**SUPPLIED DATA**
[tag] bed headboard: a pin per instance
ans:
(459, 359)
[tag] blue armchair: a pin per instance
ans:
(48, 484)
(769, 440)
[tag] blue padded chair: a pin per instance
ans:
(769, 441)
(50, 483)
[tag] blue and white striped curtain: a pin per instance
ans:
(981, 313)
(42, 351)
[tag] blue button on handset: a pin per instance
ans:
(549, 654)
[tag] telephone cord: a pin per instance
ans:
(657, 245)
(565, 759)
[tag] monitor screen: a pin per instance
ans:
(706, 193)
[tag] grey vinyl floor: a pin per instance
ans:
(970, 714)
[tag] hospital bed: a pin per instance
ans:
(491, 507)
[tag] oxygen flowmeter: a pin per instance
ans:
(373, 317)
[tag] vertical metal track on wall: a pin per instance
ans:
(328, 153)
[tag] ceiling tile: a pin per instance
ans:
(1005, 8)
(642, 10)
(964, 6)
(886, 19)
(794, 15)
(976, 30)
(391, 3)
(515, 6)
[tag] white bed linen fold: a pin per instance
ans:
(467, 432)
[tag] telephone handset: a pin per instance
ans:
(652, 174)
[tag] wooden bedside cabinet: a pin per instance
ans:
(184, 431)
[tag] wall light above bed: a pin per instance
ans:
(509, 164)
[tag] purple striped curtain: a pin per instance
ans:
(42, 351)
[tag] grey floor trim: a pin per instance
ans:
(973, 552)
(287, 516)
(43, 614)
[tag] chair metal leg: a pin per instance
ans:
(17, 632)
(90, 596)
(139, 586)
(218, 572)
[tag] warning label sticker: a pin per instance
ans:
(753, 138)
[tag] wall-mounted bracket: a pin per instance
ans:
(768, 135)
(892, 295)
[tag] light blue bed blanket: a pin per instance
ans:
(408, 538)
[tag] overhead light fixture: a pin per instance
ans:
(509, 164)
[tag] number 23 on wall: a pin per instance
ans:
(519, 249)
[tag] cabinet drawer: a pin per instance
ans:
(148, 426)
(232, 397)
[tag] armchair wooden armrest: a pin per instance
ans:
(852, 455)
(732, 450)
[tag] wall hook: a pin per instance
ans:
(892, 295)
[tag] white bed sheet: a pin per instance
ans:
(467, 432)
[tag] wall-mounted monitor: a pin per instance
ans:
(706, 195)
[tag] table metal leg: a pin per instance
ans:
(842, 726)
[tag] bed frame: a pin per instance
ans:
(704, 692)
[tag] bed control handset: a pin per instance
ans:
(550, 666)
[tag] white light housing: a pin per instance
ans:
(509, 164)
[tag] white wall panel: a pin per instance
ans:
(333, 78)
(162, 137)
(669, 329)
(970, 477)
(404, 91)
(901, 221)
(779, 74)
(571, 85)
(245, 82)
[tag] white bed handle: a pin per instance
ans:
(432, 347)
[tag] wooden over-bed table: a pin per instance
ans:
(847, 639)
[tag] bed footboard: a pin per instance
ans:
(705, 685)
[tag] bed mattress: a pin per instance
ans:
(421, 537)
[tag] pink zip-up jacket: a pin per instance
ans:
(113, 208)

==

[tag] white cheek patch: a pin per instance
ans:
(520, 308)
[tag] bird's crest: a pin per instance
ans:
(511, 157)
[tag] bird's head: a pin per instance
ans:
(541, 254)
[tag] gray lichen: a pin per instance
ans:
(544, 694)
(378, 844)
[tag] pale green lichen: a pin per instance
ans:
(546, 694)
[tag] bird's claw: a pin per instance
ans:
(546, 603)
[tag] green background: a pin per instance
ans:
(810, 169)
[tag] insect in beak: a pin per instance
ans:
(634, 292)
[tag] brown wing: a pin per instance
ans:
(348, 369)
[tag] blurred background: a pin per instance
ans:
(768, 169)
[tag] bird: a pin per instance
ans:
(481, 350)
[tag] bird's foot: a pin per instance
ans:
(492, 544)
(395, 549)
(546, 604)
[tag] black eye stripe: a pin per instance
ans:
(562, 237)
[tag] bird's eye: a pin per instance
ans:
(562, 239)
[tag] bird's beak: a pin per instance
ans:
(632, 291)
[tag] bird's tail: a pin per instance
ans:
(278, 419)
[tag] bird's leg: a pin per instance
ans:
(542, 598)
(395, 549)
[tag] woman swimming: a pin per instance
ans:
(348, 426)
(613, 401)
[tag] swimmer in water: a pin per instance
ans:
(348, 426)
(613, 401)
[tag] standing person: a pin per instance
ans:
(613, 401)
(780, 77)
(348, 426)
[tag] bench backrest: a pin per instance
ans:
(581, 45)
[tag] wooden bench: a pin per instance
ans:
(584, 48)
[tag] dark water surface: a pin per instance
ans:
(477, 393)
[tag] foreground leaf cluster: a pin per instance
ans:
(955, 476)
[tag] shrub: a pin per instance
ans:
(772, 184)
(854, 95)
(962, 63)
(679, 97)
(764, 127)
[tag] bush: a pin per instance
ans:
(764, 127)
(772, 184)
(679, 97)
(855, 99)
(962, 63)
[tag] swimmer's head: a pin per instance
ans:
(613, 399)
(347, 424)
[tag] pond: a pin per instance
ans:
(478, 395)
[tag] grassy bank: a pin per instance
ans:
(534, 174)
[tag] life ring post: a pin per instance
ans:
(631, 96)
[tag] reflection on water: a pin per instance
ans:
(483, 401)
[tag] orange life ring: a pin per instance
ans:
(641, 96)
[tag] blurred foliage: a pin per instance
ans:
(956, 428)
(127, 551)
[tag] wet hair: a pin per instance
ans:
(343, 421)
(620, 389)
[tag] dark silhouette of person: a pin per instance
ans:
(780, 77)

* * *

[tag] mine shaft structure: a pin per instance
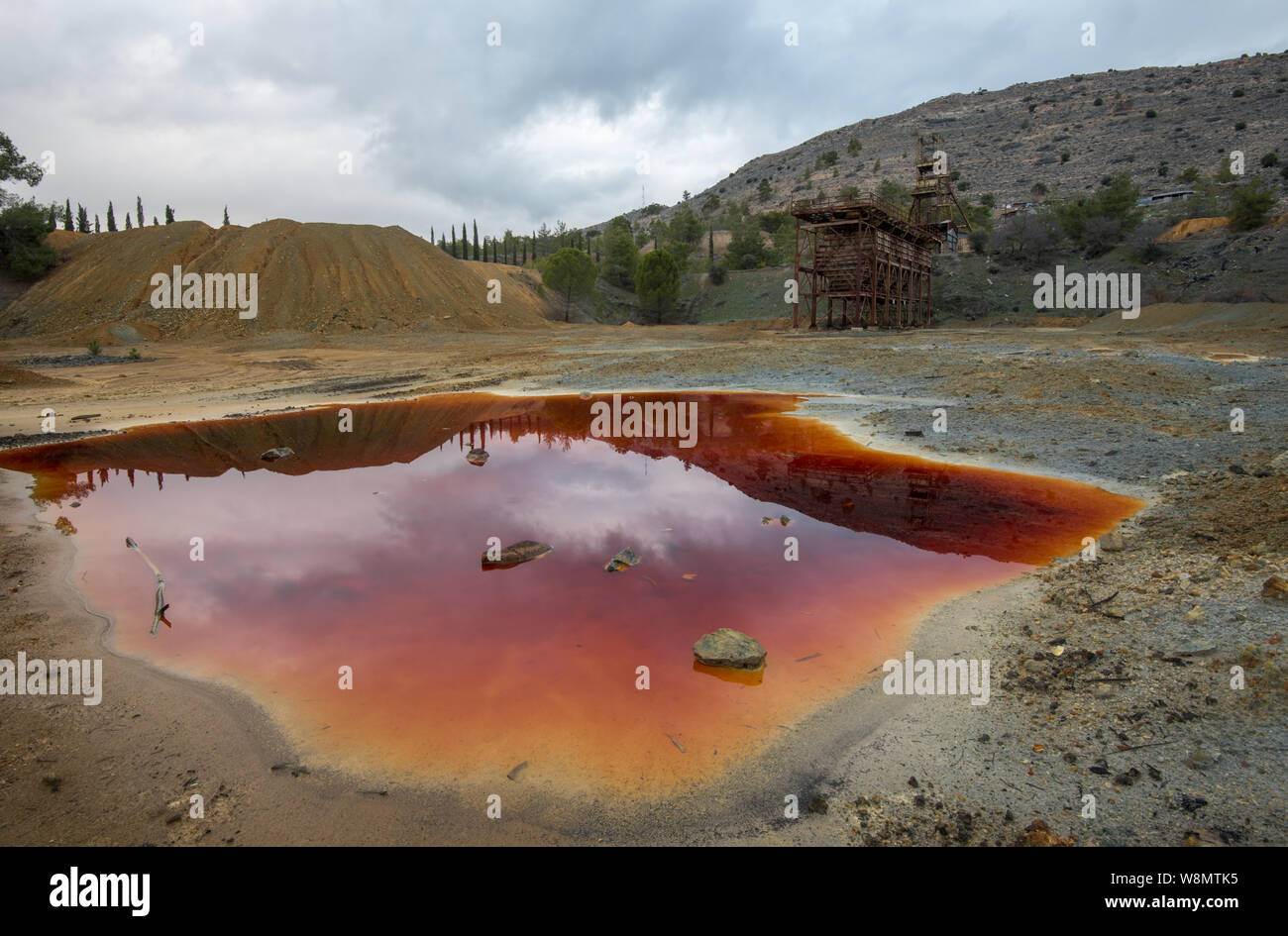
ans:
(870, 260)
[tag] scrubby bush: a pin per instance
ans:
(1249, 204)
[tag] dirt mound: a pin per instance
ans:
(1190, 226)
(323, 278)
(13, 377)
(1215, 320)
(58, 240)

**TASK TO CARRY OUT**
Copy out each line of the entries above that contains the word "wooden". Case counts, so match only that exact capitalization.

**RESPONSE**
[tag] wooden bedside cabinet: a pin per instance
[tag] armchair wooden armrest: a pin per instance
[tag] wooden over-bed table: a pin per instance
[tag] wooden bench: a pin per instance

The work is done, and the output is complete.